▶ [AIM] Every line of the records below should be restated exactly.

-- START --

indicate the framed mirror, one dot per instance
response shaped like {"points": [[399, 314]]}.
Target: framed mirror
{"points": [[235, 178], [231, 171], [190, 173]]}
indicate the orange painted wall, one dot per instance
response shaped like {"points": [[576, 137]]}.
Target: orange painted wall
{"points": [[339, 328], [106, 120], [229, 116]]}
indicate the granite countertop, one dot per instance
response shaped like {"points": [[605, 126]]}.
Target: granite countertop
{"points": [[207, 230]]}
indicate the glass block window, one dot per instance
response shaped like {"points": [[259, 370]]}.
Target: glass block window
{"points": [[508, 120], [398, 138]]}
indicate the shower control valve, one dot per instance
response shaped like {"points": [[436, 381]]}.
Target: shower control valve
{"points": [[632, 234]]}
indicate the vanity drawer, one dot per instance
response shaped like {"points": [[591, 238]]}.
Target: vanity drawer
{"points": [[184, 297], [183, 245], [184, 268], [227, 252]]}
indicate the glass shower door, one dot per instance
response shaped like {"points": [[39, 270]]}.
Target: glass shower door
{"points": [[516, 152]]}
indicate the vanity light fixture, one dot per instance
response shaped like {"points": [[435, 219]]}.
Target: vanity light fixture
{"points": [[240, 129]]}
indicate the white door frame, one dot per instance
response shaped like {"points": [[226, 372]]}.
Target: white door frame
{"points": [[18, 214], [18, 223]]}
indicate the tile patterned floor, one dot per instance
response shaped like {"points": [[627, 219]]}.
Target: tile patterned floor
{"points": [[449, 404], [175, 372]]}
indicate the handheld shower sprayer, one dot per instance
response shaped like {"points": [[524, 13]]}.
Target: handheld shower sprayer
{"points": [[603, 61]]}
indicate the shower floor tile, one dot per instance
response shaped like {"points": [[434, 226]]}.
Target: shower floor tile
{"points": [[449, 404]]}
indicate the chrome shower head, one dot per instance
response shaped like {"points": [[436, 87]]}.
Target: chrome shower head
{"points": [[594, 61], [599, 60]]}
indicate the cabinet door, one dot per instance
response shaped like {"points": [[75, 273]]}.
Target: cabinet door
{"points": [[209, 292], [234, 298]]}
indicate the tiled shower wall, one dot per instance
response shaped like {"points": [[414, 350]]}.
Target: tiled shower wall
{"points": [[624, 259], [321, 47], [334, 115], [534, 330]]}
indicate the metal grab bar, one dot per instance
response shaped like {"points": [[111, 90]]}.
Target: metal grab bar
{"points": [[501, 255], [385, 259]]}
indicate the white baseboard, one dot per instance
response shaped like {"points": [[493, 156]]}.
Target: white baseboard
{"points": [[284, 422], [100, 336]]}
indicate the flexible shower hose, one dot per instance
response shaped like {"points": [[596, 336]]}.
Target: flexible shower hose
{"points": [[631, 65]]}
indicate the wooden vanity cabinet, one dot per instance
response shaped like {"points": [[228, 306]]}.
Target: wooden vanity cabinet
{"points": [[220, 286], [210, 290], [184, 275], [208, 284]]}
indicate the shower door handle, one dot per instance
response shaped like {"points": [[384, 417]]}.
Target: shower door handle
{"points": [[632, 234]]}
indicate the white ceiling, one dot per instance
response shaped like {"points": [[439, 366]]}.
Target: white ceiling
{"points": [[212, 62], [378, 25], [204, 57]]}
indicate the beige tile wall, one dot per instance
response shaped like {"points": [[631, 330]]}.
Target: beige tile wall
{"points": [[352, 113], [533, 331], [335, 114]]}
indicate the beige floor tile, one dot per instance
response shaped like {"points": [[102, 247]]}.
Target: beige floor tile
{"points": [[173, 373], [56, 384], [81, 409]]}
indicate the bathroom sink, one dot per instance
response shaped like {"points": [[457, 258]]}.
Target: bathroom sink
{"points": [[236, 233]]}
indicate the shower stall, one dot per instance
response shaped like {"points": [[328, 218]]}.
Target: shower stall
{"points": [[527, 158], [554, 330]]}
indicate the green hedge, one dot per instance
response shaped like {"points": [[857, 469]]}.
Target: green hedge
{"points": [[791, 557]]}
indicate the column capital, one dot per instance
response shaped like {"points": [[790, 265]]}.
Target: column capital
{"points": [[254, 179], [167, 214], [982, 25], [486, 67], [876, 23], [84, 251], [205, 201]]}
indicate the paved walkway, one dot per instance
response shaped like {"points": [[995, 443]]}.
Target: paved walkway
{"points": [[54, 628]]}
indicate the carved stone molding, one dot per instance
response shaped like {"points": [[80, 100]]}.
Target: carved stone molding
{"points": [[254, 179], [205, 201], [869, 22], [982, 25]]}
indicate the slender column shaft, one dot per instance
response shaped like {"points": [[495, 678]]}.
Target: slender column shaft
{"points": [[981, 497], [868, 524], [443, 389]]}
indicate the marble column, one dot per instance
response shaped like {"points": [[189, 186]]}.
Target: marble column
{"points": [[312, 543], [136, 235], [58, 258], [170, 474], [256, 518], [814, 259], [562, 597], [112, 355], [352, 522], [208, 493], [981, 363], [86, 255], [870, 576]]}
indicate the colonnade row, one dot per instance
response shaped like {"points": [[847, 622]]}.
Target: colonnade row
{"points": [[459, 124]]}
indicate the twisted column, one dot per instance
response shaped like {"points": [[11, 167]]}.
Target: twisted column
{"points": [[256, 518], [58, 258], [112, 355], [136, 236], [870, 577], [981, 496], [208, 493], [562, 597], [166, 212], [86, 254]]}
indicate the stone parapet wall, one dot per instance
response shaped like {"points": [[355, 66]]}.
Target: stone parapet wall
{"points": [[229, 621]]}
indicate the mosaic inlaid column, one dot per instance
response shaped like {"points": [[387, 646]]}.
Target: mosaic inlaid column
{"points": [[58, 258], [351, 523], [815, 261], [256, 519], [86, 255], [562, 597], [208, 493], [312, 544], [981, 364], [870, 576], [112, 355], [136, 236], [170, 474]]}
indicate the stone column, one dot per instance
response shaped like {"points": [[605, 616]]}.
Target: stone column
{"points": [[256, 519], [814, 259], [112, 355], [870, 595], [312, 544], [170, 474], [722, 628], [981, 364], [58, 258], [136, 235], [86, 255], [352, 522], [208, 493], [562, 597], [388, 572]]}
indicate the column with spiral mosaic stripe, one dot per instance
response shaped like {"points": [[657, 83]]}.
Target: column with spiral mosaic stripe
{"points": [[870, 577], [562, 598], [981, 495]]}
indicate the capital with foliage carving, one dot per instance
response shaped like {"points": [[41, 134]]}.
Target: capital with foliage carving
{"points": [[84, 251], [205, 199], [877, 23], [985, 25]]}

-- END --

▶ [RESULT]
indicate the framed mirror, one dot per instance
response shaped like {"points": [[399, 314]]}.
Target: framed mirror
{"points": [[235, 178], [231, 171], [190, 173]]}
indicate the orange painted wall, one dot per instance
response shaped like {"points": [[576, 137]]}.
Target: orange painted wall
{"points": [[339, 328], [106, 120], [229, 116]]}
indicate the granite countertop, one dot per instance
response shaped like {"points": [[605, 126]]}.
Target: granite countertop
{"points": [[207, 230]]}
indicate the glass block window, one dot per instance
response shaped like {"points": [[259, 370]]}.
Target: glass block window
{"points": [[508, 120], [398, 138]]}
indicate the shower control valve, one dot per instance
response shaped like {"points": [[436, 381]]}.
Target: shower control valve
{"points": [[632, 234]]}
indicate the vanity drawer, one dot per instance
response shaped like {"points": [[591, 238]]}.
Target: vanity drawer
{"points": [[184, 297], [183, 245], [184, 268], [227, 252]]}
indicate the glass shower door, one dot per instance
response shaped like {"points": [[39, 270]]}.
Target: glass shower door
{"points": [[516, 152]]}
indicate the vanity light fixture, one dot per instance
response shaped like {"points": [[435, 219]]}.
Target: vanity light fixture
{"points": [[240, 129]]}
indicate the white door frame, one dot per instance
response shaped like {"points": [[226, 372]]}.
Target: white door frame
{"points": [[18, 214], [18, 223]]}
indicate the tile patterned floor, one dot per instance
response shaped like {"points": [[627, 219]]}.
Target: tile patterned floor
{"points": [[449, 404], [175, 372]]}
indicate the handheld shower sprayer, one dot per instance
response shaped like {"points": [[524, 13]]}.
Target: handheld shower sprayer
{"points": [[603, 61]]}
indicate the shower floor tile, one dot per instance
response shaped like {"points": [[434, 226]]}.
Target: shower floor tile
{"points": [[449, 404]]}
indicate the chrome shower head, one dot per instance
response shaped like {"points": [[436, 87]]}.
Target: chrome shower head
{"points": [[594, 61], [599, 60]]}
indicate the cabinet door, one dot per instance
response shaped like {"points": [[75, 273]]}.
Target: cabinet door
{"points": [[209, 292], [234, 298]]}
indicate the tiled shower wall, one dot per instance
response shaped like {"points": [[414, 350]]}.
Target: tiled shower wall
{"points": [[624, 259], [321, 47], [334, 115], [534, 330]]}
indicate the metal grab bar, one dot per instance
response shaped like {"points": [[111, 90]]}.
Target: metal grab bar
{"points": [[501, 255], [385, 259]]}
indicate the white baseboard, one dot per instance
response shaped like {"points": [[493, 156]]}.
Target: white baseboard
{"points": [[284, 422], [100, 336]]}
indicate the flexible shower hose, one dot per instance
response shaped like {"points": [[596, 336]]}.
Target: flexible shower hose
{"points": [[631, 65]]}
indicate the wooden vanity cabinet, one dot per instance
response shaped like {"points": [[228, 306]]}.
Target: wooden vanity cabinet
{"points": [[220, 286], [210, 290], [184, 275], [208, 284]]}
indicate the shower door handle, one dot per instance
response shaped like {"points": [[384, 417]]}.
Target: shower door handle
{"points": [[632, 234]]}
indicate the white ceiling, one dot per instance
response shaped like {"points": [[439, 366]]}.
Target: white ceiling
{"points": [[212, 62], [378, 25], [204, 57]]}
indicate the beige tile wall, one dot per instance
response shaped like {"points": [[631, 330]]}.
Target: beige tile wall
{"points": [[352, 113], [533, 331], [335, 114]]}
indicate the beige floor tile, one dot per instance
response shaped like {"points": [[102, 247]]}.
Target: beige floor tile
{"points": [[173, 373], [56, 384], [81, 409]]}
indicate the bathroom sink, one dot per instance
response shaped like {"points": [[457, 258]]}.
Target: bathroom sink
{"points": [[236, 233]]}
indicate the shower stall, one dot per instance
response shaped like {"points": [[328, 218]]}.
Target: shower stall
{"points": [[527, 158], [554, 330]]}
indicate the green hedge, one dot per instance
response shaped like {"points": [[857, 469]]}.
Target: green hedge
{"points": [[791, 557]]}
indicate the column capital, one dot per instance
response shaped like {"points": [[790, 265]]}.
Target: column capital
{"points": [[254, 179], [167, 214], [982, 25], [486, 67], [876, 23], [84, 251], [205, 201]]}
indicate the paved walkway, one dot per instance
response shaped like {"points": [[995, 443]]}.
Target: paved walkway
{"points": [[54, 628]]}
indicate the carved stone molding, one dot per instance
response shaped like {"points": [[80, 100]]}.
Target: carved stone molding
{"points": [[254, 179], [205, 201], [869, 22], [982, 25]]}
indicate the slender column shaft, one dot per instance
response shaped like {"points": [[495, 678]]}.
Target: slender column shaft
{"points": [[981, 497], [868, 524], [443, 389]]}
indicate the marble column, one dot per instance
response shaped like {"points": [[189, 186]]}.
Target: marble column
{"points": [[312, 543], [136, 235], [58, 258], [170, 474], [256, 518], [814, 259], [562, 597], [112, 355], [352, 522], [208, 493], [981, 363], [86, 255], [870, 576]]}
indicate the colonnade row, one dot per instance
response shaped like {"points": [[847, 622]]}.
Target: colonnade row
{"points": [[459, 124]]}
indicate the twisted column, one dot per instance
response shaped like {"points": [[11, 167]]}.
Target: twisted column
{"points": [[256, 518], [58, 258], [112, 355], [136, 236], [870, 577], [981, 496], [208, 493], [562, 597], [166, 212], [86, 254]]}
indicate the stone parapet wall, one dot per instance
response shaped like {"points": [[355, 66]]}.
Target: stone parapet wall
{"points": [[229, 621]]}
indicate the mosaic inlaid column, one dot per instance
response shaped like {"points": [[387, 646]]}.
Target: mosaic inlaid column
{"points": [[58, 258], [351, 523], [815, 261], [256, 519], [86, 255], [562, 597], [208, 493], [312, 544], [981, 364], [870, 576], [112, 355], [136, 236], [170, 474]]}
indicate the stone column, one dot per instance
response shaped like {"points": [[605, 616]]}.
Target: stone column
{"points": [[256, 519], [814, 259], [112, 355], [870, 595], [312, 544], [170, 474], [722, 628], [981, 364], [58, 258], [136, 235], [86, 255], [352, 522], [208, 493], [562, 597], [388, 572]]}
indicate the column with spiral mosaic stripe, one dot per instance
response shaped like {"points": [[657, 83]]}.
Target: column with spiral mosaic stripe
{"points": [[870, 577], [562, 598], [981, 495]]}
indicate the capital with foliage carving, one dot per instance
response shaped like {"points": [[41, 134]]}.
Target: capital with foliage carving
{"points": [[84, 251], [205, 199], [877, 23], [985, 25]]}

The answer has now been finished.